● **Challenge**
Each entry below is to be duplicated verbatim.

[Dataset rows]
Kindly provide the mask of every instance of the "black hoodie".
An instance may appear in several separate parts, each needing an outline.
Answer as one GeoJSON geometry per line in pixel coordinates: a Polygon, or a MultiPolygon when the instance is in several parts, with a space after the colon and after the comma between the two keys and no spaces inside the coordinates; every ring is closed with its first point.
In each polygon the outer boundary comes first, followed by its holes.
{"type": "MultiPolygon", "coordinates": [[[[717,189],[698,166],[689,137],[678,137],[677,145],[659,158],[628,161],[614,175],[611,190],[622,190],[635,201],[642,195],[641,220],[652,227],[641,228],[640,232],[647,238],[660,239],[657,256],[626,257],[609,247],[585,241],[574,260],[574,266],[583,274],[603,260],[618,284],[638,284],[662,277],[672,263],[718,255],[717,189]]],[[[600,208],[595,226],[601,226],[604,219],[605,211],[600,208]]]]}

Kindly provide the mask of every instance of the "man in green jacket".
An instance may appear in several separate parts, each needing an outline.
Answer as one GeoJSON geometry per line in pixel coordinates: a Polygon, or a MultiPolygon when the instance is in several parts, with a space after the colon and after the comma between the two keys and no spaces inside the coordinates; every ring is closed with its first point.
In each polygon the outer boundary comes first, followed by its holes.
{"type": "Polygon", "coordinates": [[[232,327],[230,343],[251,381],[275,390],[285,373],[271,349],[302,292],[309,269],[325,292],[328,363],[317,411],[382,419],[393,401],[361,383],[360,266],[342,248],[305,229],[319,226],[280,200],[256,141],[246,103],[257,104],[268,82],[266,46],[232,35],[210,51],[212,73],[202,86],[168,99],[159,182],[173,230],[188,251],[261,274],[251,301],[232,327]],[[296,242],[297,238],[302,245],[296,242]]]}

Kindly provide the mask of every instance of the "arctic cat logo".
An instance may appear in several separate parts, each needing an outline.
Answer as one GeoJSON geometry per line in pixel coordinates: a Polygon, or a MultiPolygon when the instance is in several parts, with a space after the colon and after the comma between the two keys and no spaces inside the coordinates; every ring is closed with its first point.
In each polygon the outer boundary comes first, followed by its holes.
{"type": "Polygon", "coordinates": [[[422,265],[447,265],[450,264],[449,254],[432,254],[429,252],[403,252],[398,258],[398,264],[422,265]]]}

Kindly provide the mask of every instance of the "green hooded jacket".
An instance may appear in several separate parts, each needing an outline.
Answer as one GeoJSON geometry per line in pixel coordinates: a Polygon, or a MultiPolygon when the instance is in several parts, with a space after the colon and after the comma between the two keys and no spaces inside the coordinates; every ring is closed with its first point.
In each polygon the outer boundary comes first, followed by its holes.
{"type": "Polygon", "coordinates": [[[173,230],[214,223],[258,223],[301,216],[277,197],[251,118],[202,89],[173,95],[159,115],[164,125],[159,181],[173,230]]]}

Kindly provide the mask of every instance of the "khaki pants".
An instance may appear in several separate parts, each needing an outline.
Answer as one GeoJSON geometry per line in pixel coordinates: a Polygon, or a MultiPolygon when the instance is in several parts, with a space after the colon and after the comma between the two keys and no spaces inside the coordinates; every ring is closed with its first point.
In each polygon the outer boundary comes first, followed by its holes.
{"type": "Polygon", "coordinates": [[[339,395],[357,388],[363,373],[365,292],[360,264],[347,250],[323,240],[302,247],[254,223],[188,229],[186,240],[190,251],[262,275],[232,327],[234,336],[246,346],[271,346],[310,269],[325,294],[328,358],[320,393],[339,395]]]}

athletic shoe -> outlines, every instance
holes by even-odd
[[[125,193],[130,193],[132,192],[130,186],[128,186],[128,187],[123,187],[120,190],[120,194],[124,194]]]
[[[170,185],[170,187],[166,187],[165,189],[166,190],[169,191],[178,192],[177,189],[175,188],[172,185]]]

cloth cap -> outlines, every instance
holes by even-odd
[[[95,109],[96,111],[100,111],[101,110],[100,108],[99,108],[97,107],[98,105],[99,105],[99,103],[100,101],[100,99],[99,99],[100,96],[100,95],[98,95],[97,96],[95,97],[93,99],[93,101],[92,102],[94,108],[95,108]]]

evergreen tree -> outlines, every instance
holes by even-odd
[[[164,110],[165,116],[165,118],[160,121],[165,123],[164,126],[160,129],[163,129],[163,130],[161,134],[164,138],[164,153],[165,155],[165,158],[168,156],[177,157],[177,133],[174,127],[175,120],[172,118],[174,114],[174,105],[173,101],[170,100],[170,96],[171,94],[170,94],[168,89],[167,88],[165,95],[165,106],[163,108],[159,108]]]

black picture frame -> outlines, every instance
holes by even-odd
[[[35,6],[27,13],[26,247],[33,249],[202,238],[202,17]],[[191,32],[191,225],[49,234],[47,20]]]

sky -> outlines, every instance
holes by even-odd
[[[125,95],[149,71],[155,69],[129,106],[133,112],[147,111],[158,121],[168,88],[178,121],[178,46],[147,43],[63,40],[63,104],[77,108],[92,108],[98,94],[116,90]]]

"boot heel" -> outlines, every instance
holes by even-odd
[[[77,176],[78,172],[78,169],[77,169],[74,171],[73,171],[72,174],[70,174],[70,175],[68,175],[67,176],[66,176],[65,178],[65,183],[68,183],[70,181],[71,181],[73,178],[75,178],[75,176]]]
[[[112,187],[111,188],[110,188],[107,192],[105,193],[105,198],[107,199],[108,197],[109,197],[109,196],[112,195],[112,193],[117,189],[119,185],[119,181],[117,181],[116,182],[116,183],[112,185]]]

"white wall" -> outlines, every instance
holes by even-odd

● **Finished task**
Kindly provide the mask of every instance of the "black hoodie".
An instance may appear in several separate parts, each needing an outline.
Answer as one GeoJSON geometry per line in pixel coordinates: a Polygon, or a MultiPolygon when the instance is in several parts, with a space after the colon and after the comma between the two keys and no spaces inside the coordinates; every ring is closed with its first point.
In each polygon the outer boundary comes first, followed by its holes.
{"type": "MultiPolygon", "coordinates": [[[[717,189],[698,166],[689,137],[678,137],[677,145],[659,158],[628,161],[614,175],[611,190],[622,190],[635,201],[642,195],[641,220],[652,227],[641,228],[640,232],[647,238],[660,239],[657,256],[626,257],[609,247],[585,241],[574,260],[574,266],[583,274],[603,260],[618,284],[638,284],[662,277],[672,263],[718,255],[717,189]]],[[[600,208],[595,226],[601,226],[604,219],[605,211],[600,208]]]]}

Kindly provide the mask of every instance of the "man in green jacket".
An instance may appear in several separate parts, each needing an outline.
Answer as one GeoJSON geometry per line in pixel coordinates: a Polygon, or a MultiPolygon when the instance is in several parts, with a space after the colon and after the comma between the two keys and no spaces inside the coordinates; every ring is closed with its first point.
In each polygon the outer boundary comes first, followed by its holes.
{"type": "Polygon", "coordinates": [[[232,327],[230,343],[251,381],[275,390],[285,373],[271,349],[302,292],[309,269],[325,292],[328,363],[317,411],[382,419],[393,401],[361,383],[360,266],[342,248],[305,229],[319,226],[280,200],[256,141],[246,103],[257,104],[268,82],[266,46],[232,35],[210,51],[212,73],[202,86],[168,99],[159,182],[173,230],[188,251],[261,274],[251,301],[232,327]],[[296,242],[297,238],[302,245],[296,242]]]}

Kindly provide the mask of every instance of the "arctic cat logo".
An instance may appear in several separate parts, each needing an outline.
Answer as one GeoJSON geometry per line in pixel coordinates: a Polygon, or a MultiPolygon when the instance is in several parts, with a space after the colon and after the comma between the two keys and no spaces inside the coordinates; every ring is closed with its first point.
In each polygon the outer boundary comes first, followed by its holes.
{"type": "Polygon", "coordinates": [[[422,265],[447,265],[450,264],[449,254],[432,254],[429,252],[403,252],[398,258],[398,264],[422,265]]]}

Kindly provide the mask of every instance of the "green hooded jacket".
An instance may appear in several separate parts, each needing an outline.
Answer as one GeoJSON geometry per line in pixel coordinates: a Polygon, or a MultiPolygon when the instance is in several parts, with a space after the colon and after the comma between the two keys and no spaces inside the coordinates; every ring is closed with its first point.
In each polygon the outer boundary comes first, followed by its holes.
{"type": "Polygon", "coordinates": [[[173,230],[214,223],[258,223],[301,216],[277,197],[251,118],[202,89],[173,95],[159,115],[164,125],[159,181],[173,230]]]}

Kindly provide the mask of every instance of the "khaki pants".
An instance may appear in several separate parts, each needing an outline.
Answer as one GeoJSON geometry per line in pixel coordinates: a Polygon, or a MultiPolygon when the instance is in several parts, with a space after the colon and after the comma between the two keys and no spaces inside the coordinates; every ring is closed with its first point.
In each polygon the outer boundary comes first, followed by its holes.
{"type": "Polygon", "coordinates": [[[339,395],[357,388],[363,373],[365,292],[360,264],[347,250],[323,240],[302,247],[254,223],[188,229],[186,240],[190,251],[262,275],[232,327],[234,336],[246,346],[271,346],[310,269],[325,294],[328,358],[320,393],[339,395]]]}

athletic shoe -> outlines, every instance
holes by even-odd
[[[125,193],[130,193],[132,192],[130,186],[128,186],[128,187],[123,187],[120,190],[120,194],[124,194]]]
[[[170,185],[170,187],[166,187],[165,189],[166,190],[169,191],[178,192],[177,189],[175,188],[172,185]]]

cloth cap -> outlines, every instance
holes by even-odd
[[[95,109],[96,111],[100,111],[101,110],[100,108],[99,108],[97,107],[98,105],[99,105],[99,103],[100,101],[100,99],[99,99],[100,96],[100,95],[98,95],[97,96],[95,97],[93,99],[93,101],[92,102],[94,108],[95,108]]]

evergreen tree -> outlines, every instance
holes by even-odd
[[[164,110],[165,116],[165,118],[160,121],[165,123],[164,126],[160,129],[163,129],[163,130],[161,134],[164,138],[164,153],[165,155],[165,158],[168,156],[177,157],[177,133],[174,127],[175,120],[172,118],[174,114],[174,105],[173,101],[170,100],[170,96],[171,94],[170,94],[168,89],[167,88],[165,95],[165,106],[163,108],[159,108]]]

black picture frame -> outlines, every instance
holes by even-odd
[[[35,6],[27,13],[26,247],[33,249],[202,238],[202,17]],[[191,32],[191,225],[49,234],[47,20]]]

sky -> outlines, every instance
holes by even-odd
[[[125,95],[149,71],[155,69],[129,106],[133,112],[147,111],[158,121],[168,88],[178,121],[178,46],[147,43],[63,40],[63,104],[77,108],[92,108],[98,94],[116,90]]]

"boot heel" -> outlines, every instance
holes by even-odd
[[[77,176],[78,172],[78,169],[77,169],[74,171],[73,171],[72,174],[70,174],[70,175],[68,175],[67,176],[66,176],[65,178],[65,183],[68,183],[70,181],[71,181],[73,178],[75,178],[75,176]]]
[[[112,187],[111,188],[110,188],[107,192],[105,193],[105,198],[107,199],[108,197],[109,197],[109,196],[112,195],[112,193],[117,189],[119,185],[119,181],[117,181],[116,182],[116,183],[112,185]]]

"white wall" -> outlines, every instance
holes by even-odd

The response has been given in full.